**Excerpted records**
::::
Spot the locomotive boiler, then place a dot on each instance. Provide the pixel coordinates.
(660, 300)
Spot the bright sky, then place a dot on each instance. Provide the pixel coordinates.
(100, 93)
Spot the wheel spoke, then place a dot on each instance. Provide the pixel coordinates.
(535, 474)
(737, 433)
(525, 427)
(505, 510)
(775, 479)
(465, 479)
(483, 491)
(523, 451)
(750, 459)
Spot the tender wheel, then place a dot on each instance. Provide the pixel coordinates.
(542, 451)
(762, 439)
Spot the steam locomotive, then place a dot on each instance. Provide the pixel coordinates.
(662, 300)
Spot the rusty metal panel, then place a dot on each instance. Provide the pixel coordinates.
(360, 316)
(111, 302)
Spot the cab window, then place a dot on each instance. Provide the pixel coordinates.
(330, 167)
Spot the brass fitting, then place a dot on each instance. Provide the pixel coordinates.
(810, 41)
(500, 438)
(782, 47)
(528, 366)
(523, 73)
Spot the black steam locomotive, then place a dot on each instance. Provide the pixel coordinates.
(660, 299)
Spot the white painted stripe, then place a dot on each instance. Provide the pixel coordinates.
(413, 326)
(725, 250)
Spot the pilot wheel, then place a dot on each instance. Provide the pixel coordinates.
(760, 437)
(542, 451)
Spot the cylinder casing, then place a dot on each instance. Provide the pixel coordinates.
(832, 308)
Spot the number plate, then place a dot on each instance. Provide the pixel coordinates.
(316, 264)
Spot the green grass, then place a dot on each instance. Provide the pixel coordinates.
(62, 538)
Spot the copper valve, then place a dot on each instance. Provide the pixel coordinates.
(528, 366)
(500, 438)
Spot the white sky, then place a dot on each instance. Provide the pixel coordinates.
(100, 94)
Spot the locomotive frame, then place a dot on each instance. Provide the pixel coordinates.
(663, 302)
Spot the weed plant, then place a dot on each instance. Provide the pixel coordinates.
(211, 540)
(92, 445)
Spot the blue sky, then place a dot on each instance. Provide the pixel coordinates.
::::
**Exercise task**
Swap "weed plant" for "wild plant" in the listing lines starting at the line containing "Spot the white painted" and ending at the end of the listing. Give back only those lines, with nothing else changed.

**The completed task**
Spot the white painted stripe, then place a dot on each instance. Provide the pixel coordinates.
(413, 326)
(725, 250)
Spot the pilot wheel, then place a dot on each instance. Provide the pixel coordinates.
(760, 437)
(542, 451)
Spot the cylinder casing, then place a dot on each instance. Provide the pixel coordinates.
(832, 308)
Spot the number plate, then place a dot on each instance. Provide the pixel coordinates.
(316, 264)
Spot the green grass, then place a dot on each instance. Provide the pixel coordinates.
(62, 538)
Spot the copper valve, then place a dot on each instance. Provide the pixel coordinates.
(528, 366)
(500, 438)
Spot the white sky, then place a dot on each instance. Provide the pixel coordinates.
(100, 94)
Spot the locomotive frame, then place a dot on each instance. Provide the pixel coordinates.
(663, 302)
Spot the wild plant, then place a dot on each instance. Provide the pixel coordinates.
(211, 540)
(92, 445)
Spot the blue sky, then place a dot on each instance. Provide the pixel coordinates.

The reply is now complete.